WHAT YOU HAVE TO DO. Turn the part of the items that opens with the line containing "target | deep snow pile" and closes with the line containing "x=681, y=411" into a numbered list, one line per number, with blank lines dropped.

DATA SHOWN.
>> Start

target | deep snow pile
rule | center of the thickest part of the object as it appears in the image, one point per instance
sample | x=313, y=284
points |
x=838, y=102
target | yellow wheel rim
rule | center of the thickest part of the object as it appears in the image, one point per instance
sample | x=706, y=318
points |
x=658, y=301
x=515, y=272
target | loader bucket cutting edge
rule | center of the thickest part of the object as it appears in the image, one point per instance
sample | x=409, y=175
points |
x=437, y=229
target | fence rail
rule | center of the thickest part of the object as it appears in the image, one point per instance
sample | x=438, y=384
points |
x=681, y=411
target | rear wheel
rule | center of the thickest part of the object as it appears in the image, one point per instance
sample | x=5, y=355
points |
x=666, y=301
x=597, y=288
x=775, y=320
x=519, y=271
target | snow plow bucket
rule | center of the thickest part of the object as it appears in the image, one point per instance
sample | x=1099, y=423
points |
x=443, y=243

>> End
>> Start

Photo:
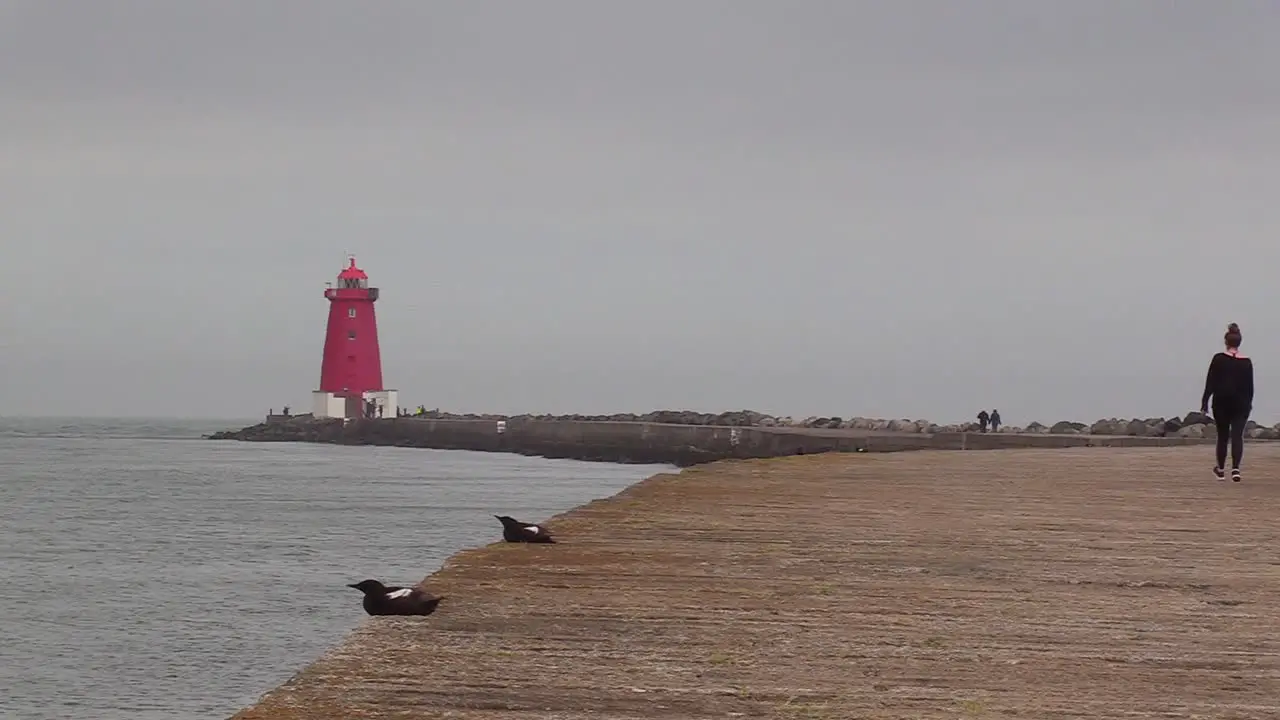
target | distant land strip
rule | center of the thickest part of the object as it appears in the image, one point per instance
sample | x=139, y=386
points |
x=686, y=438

>> End

ANSWER TO THE PROBLEM.
1. target | deep snow pile
2. rule | center of the thickest part of the object as it appears in the image, one point per instance
3. sample | x=313, y=284
4. points |
5. x=838, y=102
6. target | yellow wheel rim
7. rule | center of the thickest part of the object as it appears in the image, one point per instance
8. sample | x=706, y=318
9. points |
10. x=658, y=301
11. x=515, y=272
12. target | loader bucket cutting edge
13. rule | center of the thickest part of the object as it appears in the image, one point per instance
14. sample | x=409, y=175
15. points |
16. x=437, y=229
17. target | fence rail
18. rule | center of the thickest part of the object as it appears in the image, one point per instance
19. sample | x=438, y=384
20. points |
21. x=681, y=411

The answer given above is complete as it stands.